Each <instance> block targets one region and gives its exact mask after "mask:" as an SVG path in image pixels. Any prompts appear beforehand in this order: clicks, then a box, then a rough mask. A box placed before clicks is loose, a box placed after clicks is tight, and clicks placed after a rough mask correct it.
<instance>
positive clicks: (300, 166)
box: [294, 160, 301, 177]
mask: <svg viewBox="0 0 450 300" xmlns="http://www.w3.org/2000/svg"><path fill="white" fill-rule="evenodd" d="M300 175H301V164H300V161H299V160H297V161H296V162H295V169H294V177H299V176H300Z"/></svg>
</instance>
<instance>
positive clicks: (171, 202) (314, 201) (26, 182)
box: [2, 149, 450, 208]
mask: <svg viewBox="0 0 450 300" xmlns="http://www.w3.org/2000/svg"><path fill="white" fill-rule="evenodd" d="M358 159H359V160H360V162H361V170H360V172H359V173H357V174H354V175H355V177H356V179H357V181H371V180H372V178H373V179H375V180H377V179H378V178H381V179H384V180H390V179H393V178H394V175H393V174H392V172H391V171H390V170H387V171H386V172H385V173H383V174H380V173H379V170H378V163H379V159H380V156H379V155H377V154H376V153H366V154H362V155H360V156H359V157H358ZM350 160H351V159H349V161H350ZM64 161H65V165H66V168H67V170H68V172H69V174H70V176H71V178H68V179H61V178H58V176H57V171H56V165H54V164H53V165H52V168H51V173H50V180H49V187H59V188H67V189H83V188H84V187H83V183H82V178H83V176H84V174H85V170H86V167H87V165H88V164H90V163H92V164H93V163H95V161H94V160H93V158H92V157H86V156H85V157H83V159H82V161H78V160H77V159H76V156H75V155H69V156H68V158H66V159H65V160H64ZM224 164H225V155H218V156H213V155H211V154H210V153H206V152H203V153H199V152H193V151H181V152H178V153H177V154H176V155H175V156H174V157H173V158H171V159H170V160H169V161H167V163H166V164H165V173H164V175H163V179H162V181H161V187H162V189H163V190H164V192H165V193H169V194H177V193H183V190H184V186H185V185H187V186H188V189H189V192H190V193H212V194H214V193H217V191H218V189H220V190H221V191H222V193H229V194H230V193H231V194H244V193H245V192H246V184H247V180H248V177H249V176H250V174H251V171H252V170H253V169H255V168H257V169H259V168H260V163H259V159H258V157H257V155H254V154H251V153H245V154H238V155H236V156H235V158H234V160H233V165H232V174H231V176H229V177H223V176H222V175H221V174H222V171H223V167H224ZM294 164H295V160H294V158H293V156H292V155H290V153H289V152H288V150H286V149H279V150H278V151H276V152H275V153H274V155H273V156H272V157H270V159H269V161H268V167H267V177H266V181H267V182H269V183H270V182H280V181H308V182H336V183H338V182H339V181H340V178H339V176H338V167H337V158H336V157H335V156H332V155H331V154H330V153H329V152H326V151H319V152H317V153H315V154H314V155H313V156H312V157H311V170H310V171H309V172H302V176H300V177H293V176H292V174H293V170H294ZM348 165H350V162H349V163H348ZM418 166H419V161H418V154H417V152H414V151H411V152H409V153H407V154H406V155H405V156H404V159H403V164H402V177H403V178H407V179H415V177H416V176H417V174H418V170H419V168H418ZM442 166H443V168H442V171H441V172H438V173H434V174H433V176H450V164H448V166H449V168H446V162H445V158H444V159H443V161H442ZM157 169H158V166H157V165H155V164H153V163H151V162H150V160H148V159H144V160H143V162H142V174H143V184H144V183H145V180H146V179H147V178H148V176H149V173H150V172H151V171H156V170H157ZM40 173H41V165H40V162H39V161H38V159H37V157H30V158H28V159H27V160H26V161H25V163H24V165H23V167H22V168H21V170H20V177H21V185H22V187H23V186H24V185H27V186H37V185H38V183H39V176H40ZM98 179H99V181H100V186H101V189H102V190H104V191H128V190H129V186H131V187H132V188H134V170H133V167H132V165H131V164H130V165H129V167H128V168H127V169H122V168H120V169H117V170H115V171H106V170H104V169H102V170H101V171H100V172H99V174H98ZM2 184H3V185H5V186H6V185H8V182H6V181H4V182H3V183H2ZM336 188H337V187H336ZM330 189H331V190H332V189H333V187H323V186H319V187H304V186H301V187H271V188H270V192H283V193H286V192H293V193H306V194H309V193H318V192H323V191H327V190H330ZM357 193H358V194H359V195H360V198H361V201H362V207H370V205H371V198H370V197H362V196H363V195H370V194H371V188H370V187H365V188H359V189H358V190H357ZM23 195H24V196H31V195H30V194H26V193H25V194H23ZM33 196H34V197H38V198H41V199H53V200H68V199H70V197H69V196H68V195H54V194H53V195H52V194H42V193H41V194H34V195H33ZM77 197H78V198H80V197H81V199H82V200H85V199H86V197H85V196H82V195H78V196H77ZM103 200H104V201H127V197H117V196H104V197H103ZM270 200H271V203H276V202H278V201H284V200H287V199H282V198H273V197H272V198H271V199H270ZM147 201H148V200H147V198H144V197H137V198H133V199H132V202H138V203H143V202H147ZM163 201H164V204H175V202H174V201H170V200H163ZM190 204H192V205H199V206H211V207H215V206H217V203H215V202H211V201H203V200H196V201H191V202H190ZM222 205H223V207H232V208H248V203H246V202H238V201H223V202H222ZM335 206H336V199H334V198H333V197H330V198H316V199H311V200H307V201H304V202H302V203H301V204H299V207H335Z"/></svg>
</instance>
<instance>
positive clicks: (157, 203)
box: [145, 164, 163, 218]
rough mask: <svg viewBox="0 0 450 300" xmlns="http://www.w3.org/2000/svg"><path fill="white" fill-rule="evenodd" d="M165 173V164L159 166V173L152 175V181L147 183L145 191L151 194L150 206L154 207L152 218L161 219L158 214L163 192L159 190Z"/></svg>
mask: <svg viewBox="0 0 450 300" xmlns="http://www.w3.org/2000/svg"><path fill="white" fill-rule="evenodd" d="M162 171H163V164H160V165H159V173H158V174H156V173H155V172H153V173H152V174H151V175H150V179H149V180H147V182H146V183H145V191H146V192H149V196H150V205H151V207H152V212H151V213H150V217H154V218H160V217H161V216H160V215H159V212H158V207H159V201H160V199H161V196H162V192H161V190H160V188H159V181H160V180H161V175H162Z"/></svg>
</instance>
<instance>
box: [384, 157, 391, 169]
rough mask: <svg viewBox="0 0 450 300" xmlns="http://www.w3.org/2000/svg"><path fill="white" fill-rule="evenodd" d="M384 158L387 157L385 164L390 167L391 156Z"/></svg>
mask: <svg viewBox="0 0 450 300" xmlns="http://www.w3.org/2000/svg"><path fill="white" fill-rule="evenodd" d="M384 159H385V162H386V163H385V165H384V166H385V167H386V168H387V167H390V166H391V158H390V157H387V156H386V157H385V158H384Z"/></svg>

• [Problem] Your response should contain each line of the listing in which the word "clicks" occurs.

• [Result of this task]
Each <instance> block targets one region and gives its exact mask after "mask:" as an SVG path in image pixels. Any prompts appear beforehand in this order: clicks, then a box, then a rough mask. A box placed before clicks is loose, a box placed after clicks is tight, and clicks placed after a rough mask correct it.
positive clicks: (300, 166)
positive clicks: (171, 202) (314, 201) (26, 182)
positive clicks: (157, 203)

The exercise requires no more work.